**** Data supplied

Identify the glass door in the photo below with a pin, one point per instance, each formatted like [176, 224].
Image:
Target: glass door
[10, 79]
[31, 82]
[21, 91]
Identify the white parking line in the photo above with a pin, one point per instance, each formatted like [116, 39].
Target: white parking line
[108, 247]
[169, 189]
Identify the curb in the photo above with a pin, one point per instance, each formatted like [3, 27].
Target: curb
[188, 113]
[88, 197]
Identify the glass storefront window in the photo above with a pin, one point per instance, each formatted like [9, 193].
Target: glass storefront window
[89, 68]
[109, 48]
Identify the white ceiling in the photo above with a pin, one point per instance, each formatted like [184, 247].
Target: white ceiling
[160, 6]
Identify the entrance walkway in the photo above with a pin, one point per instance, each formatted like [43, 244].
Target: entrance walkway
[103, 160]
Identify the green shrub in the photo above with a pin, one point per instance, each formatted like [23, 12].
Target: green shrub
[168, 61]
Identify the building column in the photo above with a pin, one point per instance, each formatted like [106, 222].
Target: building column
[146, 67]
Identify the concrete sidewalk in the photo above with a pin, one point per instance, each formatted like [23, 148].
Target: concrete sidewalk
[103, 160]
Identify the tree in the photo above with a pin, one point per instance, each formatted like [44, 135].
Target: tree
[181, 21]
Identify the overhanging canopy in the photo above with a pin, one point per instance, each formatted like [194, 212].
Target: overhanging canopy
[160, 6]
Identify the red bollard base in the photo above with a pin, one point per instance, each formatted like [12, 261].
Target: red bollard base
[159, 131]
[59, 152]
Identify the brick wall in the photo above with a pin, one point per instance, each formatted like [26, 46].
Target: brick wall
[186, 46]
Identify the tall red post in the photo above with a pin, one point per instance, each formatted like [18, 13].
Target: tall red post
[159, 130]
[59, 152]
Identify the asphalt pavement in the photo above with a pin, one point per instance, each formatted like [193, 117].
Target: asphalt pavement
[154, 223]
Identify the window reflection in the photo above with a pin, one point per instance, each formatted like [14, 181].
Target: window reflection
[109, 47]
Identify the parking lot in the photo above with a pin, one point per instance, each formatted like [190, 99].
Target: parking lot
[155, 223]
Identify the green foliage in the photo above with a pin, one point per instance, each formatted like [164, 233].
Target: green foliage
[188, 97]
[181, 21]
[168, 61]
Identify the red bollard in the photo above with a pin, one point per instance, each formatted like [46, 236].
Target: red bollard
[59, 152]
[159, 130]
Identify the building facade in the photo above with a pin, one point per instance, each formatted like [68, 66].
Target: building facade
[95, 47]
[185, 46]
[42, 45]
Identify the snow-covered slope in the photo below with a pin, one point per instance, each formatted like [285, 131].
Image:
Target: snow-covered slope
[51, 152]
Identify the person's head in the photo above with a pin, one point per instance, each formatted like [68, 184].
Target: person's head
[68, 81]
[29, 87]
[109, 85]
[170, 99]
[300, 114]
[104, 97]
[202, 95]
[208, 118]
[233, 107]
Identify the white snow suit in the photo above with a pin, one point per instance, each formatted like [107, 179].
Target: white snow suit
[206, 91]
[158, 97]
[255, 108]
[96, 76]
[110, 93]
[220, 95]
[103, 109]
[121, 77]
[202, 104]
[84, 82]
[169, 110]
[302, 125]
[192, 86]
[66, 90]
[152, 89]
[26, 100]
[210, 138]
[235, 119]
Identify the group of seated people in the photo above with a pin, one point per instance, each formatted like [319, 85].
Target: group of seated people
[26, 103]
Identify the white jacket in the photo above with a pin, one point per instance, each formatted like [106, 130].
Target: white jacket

********

**Directions**. Copy every one of the records above word for word.

**The answer**.
Identify the glass door in the photo below with a pin, one point per instance, each formatted like [176, 224].
Image:
Target: glass door
[10, 79]
[31, 82]
[21, 91]
Identify the white parking line in the photo above with a pin, one point per instance, each formatted like [116, 39].
Target: white parking line
[108, 247]
[169, 189]
Identify the curb in the photo above with a pin, one point per instance, each formatted like [3, 27].
Target: curb
[188, 113]
[88, 197]
Identify the glass storefront window in the photo above with a pin, one point per instance, each formatted like [9, 193].
Target: glass storefront window
[89, 68]
[109, 48]
Identify the white ceiling in the photo above with a pin, one point per instance, each formatted like [184, 247].
Target: white ceiling
[160, 6]
Identify the entrance walkway in the photo above with a pin, one point per instance, each formatted like [43, 244].
Target: entrance walkway
[103, 160]
Identify the green shrub in the photo above with a pin, one point per instance, each formatted like [23, 12].
Target: green shrub
[168, 61]
Identify the building column in the photo above with a pin, one point per instance, each formatted like [106, 222].
Target: building column
[146, 67]
Identify the concrete sidewalk in the photo above with a pin, one point per instance, each formatted like [23, 148].
Target: concrete sidewalk
[103, 160]
Identify the tree in the photo above with a pin, one point per instance, each formatted like [44, 135].
Target: tree
[181, 21]
Identify the overhanging canopy in the photo above with a pin, one point per instance, each formatted like [194, 212].
Target: overhanging canopy
[160, 6]
Identify the red bollard base in the photo above with a pin, one point per instance, each formatted like [12, 261].
Target: red bollard base
[159, 131]
[59, 152]
Identify the brick wall in the photo above with a pin, one point per instance, each formatted like [26, 46].
Target: brick wall
[186, 46]
Identify the tall red post in the photo above with a pin, one point per instance, each formatted like [18, 13].
Target: tall red post
[159, 130]
[59, 152]
Identify the asphalt pavement in the photo above with a pin, one point per instance, each formatted like [193, 117].
Target: asphalt pavement
[154, 223]
Identify the window reflection in the photo above with a pin, one point per instance, each formatted like [14, 181].
Target: window reflection
[109, 47]
Identify the parking lot in the photo above with a pin, one point per instance, each formatted like [190, 99].
Target: parking lot
[155, 223]
Identify the green foliage in the photo above with a pin, one point per instance, each formatted like [164, 233].
Target: green foliage
[188, 97]
[181, 21]
[168, 61]
Identify the red bollard in the photo above with a pin, one point per instance, each formatted like [46, 236].
Target: red bollard
[59, 152]
[159, 130]
Identify the building facade in the photo above with a pin, one point per instance, each formatted like [68, 66].
Target: building facade
[95, 47]
[185, 46]
[42, 45]
Identify the snow-covered slope in the photo below with a pin, one point per instance, each formatted like [285, 131].
Image:
Target: snow-covered slope
[51, 152]
Identify the person's head in the photo above with a pin, one point per instance, each formatted like [68, 184].
Target: person's head
[68, 81]
[29, 87]
[109, 85]
[170, 99]
[300, 114]
[104, 97]
[202, 95]
[208, 118]
[233, 107]
Identify the white snow suit in the photo above with a pin, one point per instance, each formatted like [107, 179].
Target: white snow suit
[206, 91]
[158, 97]
[255, 108]
[96, 76]
[110, 93]
[220, 95]
[103, 109]
[121, 77]
[202, 104]
[84, 82]
[169, 110]
[302, 125]
[192, 86]
[66, 90]
[152, 89]
[26, 100]
[210, 138]
[235, 119]
Identify the group of seated people in the photo above with a pin, one point per instance, each formatted like [319, 85].
Target: group of seated people
[26, 103]
Identify the white jacket in the photo above with a pin, one point per instance, each formatted like [106, 130].
Target: white jacket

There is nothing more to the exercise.